◆ **Extracted data**:
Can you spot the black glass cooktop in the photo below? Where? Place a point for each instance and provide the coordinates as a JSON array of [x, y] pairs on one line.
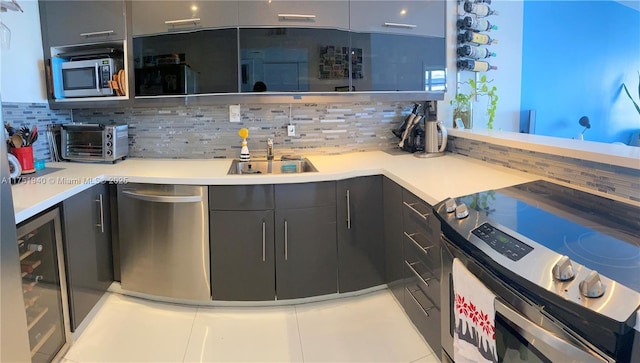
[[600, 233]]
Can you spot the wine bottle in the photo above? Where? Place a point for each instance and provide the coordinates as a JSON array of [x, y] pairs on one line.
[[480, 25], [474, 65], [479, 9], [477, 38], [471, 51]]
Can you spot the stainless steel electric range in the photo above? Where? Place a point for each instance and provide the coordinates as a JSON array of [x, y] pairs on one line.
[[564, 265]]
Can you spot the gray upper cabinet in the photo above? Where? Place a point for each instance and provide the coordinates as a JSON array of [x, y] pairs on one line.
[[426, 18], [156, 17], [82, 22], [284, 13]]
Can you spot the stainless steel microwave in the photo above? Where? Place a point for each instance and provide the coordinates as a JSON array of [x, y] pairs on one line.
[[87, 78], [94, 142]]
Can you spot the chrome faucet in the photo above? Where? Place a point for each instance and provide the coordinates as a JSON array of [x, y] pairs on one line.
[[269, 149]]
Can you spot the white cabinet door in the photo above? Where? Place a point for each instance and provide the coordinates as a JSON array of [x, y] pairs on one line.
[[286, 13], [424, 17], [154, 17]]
* * *
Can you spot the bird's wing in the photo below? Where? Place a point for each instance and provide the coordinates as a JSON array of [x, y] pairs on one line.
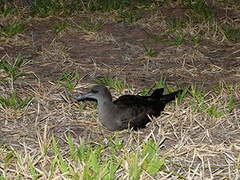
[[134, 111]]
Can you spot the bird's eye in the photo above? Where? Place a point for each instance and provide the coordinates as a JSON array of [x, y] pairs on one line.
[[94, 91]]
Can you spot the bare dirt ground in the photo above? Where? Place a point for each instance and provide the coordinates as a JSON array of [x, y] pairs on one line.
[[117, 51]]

◆ **Challenge**:
Arrange the stretch from the line containing "Can you spot the black" through the line containing "[[286, 13], [424, 17], [154, 17]]" as a numbered list, leaving out blank lines and the pictures.

◆ **Complete response**:
1. Can you spot the black glass cooktop in the photo below? Where? Place a point for each instance and provide the coordinates as a JSON array of [x, y] pairs on one line.
2. [[600, 233]]
3. Can you spot the wine bottle in the photo above? Where? Place a point for each instance and provide the coordinates as a JSON array of [x, y] pairs on one line.
4. [[480, 25], [474, 65], [479, 9], [477, 38], [471, 51]]
5. Can you spot the stainless steel electric range in the photo above? Where? Place a point for each instance and provide the coordinates as a JSON array of [x, y] pairs on one line.
6. [[564, 265]]
7. Can you spot the gray upper cabinet in the photo above? Where? Place a point for each instance and provide the coordinates as a JSON array of [x, y] pairs on one line.
8. [[426, 18], [156, 17], [82, 22], [284, 13]]
9. Can you spot the stainless steel microwave in the photo above? Where? Place a point for each instance and provide the coordinates as a JSON array of [x, y] pairs on one line.
10. [[87, 78], [94, 142]]
11. Can you spot the chrome faucet in the photo above? Where? Place a point for each instance and provide the coordinates as a JSON array of [x, y] pairs on one line.
12. [[269, 149]]
13. Can you spot the white cabinet door in the photo above? Where? Place a point for each instance and provide the coordinates as a JSON array of [x, y] pairs on one line.
14. [[286, 13], [424, 17], [154, 17]]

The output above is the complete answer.